Work to be completed |
Write out all of the data again, precisely as it appears.
[[ Record set, beginning ]]
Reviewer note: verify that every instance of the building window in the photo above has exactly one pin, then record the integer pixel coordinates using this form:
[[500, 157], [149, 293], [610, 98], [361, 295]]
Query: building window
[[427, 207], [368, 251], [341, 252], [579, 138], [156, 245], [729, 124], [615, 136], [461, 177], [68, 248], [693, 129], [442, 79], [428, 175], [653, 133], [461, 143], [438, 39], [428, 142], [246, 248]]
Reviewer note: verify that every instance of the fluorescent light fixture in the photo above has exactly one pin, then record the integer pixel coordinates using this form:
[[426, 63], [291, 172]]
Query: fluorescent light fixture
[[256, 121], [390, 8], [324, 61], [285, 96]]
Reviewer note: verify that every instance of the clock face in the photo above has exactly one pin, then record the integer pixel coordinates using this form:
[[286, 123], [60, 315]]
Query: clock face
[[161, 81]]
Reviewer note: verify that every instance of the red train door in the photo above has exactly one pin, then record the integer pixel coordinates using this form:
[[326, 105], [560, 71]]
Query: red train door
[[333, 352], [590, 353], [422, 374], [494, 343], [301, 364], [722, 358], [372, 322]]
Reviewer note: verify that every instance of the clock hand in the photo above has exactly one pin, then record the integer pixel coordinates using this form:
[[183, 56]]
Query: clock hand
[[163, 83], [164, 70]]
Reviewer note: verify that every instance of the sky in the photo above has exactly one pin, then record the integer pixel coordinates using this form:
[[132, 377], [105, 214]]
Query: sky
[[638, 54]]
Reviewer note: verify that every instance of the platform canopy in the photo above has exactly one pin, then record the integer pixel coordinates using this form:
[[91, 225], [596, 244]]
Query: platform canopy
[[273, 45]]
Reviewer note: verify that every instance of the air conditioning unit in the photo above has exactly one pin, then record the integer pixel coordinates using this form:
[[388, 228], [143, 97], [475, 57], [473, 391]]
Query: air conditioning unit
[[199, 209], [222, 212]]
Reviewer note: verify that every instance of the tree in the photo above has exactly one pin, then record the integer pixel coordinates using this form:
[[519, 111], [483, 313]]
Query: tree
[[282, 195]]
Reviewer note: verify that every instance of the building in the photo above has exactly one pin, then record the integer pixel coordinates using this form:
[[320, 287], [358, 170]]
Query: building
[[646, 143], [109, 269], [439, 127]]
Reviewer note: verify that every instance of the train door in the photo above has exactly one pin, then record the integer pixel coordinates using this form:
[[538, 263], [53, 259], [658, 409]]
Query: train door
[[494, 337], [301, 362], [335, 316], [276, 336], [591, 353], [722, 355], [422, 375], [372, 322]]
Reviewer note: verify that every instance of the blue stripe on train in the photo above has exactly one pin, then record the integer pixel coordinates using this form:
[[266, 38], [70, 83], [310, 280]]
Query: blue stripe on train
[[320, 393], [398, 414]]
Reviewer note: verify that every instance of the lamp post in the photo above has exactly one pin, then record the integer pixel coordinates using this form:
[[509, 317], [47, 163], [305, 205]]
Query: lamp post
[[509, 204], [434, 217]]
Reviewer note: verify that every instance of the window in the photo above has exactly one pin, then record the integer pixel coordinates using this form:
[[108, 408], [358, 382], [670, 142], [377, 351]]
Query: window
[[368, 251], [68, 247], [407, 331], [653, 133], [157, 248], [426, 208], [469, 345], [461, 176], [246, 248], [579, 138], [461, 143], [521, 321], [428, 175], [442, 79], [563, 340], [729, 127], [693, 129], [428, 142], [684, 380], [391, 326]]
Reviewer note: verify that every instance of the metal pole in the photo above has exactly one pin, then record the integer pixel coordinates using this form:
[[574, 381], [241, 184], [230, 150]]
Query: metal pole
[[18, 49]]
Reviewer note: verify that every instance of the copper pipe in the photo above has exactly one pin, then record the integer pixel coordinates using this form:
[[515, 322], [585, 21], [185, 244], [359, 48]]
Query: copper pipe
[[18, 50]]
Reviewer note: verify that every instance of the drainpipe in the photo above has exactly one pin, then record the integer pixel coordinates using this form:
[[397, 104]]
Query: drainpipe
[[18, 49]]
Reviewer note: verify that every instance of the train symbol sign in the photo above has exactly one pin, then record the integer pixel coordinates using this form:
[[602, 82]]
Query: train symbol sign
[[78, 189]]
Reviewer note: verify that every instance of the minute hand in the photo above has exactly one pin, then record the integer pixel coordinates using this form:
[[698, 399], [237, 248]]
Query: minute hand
[[ Record set, end ]]
Solution below |
Reviewer note: verify that every instance of the building window in the photo above has exactly one pin, then record the integer pixel coordinates using this form:
[[500, 157], [149, 293], [610, 98], [361, 295]]
Query: building window
[[427, 207], [368, 251], [341, 252], [579, 138], [156, 245], [729, 124], [615, 136], [461, 177], [68, 248], [693, 129], [442, 79], [428, 175], [653, 133], [461, 143], [438, 39], [428, 142], [246, 248]]
Reviewer note: verify that every instance of the fluorescent light fixture in the photo above has exactly one pin, then record the integer pixel coordinates using this form:
[[426, 63], [291, 172]]
Query: fluorescent light fixture
[[256, 121], [390, 8], [324, 61], [285, 96]]
Reviewer note: verify that every instance of the clock face in the photo above has exactly one pin, then record the integer pixel coordinates using this form:
[[286, 123], [60, 315]]
Query: clock face
[[161, 81]]
Reviewer note: verify that every instance of the red train door in the photo above has exactly one pin, then record the integer pixel coordinates using this form:
[[326, 105], [560, 71]]
Query: red train door
[[333, 352], [590, 353], [422, 374], [494, 343], [301, 364], [722, 358], [372, 322]]
Reviewer note: verify that every instance of the clock hand in the photo above has exactly one pin, then record the integer pixel coordinates using this form:
[[183, 56]]
Query: clock hand
[[163, 83], [164, 70]]
Reviewer note: verify that every instance of the sky in the photo above has exactly one pin, then record the integer pixel coordinates using this form:
[[132, 377], [105, 214]]
Query: sky
[[638, 54]]
Reviewer note: verify that every instance of the platform canopy in the photo above has exactly one pin, then record the integer pixel coordinates using this form:
[[91, 225], [596, 244]]
Query: platform canopy
[[273, 45]]
Reviewer note: verify that every instance of the air conditioning unit in the photo above has exactly one pin, then record the integer pixel coordinates using this form:
[[388, 228], [143, 97], [475, 57], [473, 391]]
Query: air conditioning unit
[[199, 209], [222, 212]]
Reviewer note: verify that every instance of the tree in the photo above has exactly one pin, then record the integer pixel coordinates using this form:
[[519, 111], [483, 313]]
Query: tree
[[282, 195]]
Reviewer note: verify that every instance of the building in the photo above has exactly one pin, then record the integer pixel coordinates using this form:
[[320, 287], [358, 170]]
Query: building
[[646, 143], [109, 269], [439, 127]]
Reviewer note: verify that every instance of the train door in the photo above has exactly one pin, then record the integer pixel coordinates using this form:
[[538, 263], [53, 259], [658, 409]]
Query: train door
[[494, 337], [301, 362], [335, 316], [276, 336], [591, 353], [722, 355], [422, 375], [372, 322]]
Reviewer note: verify that every instance of the blue stripe on train in the photo above has exactly one pin, then record the integer pixel coordinates using this form:
[[266, 38], [70, 83], [310, 280]]
Query: blue stripe on train
[[320, 393], [398, 414]]
Reviewer note: verify that every instance of the lamp post in the photo above has exactly one pin, then record the integer pixel coordinates using this form:
[[509, 317], [47, 163], [305, 205]]
Query: lamp post
[[509, 204], [434, 217]]
Reviewer note: verify that every instance of the window in the photo above has exactly one pin, then record the integer pixel coordinates using this form:
[[108, 408], [358, 382], [670, 142], [377, 351]]
Query: window
[[368, 251], [68, 247], [407, 331], [653, 133], [157, 248], [426, 208], [469, 345], [461, 176], [246, 248], [579, 138], [461, 143], [521, 321], [428, 175], [442, 79], [563, 340], [729, 127], [693, 129], [428, 142], [684, 380], [391, 326]]
Reviewer note: verify that every instance of the metal pole in the photo above has exactly one pin, then record the integer pixel coordinates using this form:
[[574, 381], [241, 184], [230, 150]]
Query: metal pole
[[18, 49]]
Reviewer note: verify that every instance of the copper pipe in the photo above has exactly one pin, then record the integer pixel coordinates using this form:
[[515, 322], [585, 21], [185, 244], [359, 48]]
Query: copper pipe
[[18, 50]]
Reviewer note: verify that every instance of the drainpipe in the photo above has exactly one pin, then record the integer pixel coordinates using this form:
[[397, 104]]
Query: drainpipe
[[18, 49]]
Reviewer note: verify that every instance of the train symbol sign in the photo above has exactly one pin, then record the integer pixel coordinates using this form:
[[602, 82]]
Query: train symbol sign
[[78, 189]]
Reviewer note: verify that every instance of the minute hand in the photo above has exactly one pin, then record the integer pixel coordinates using this form:
[[698, 399], [237, 248]]
Query: minute hand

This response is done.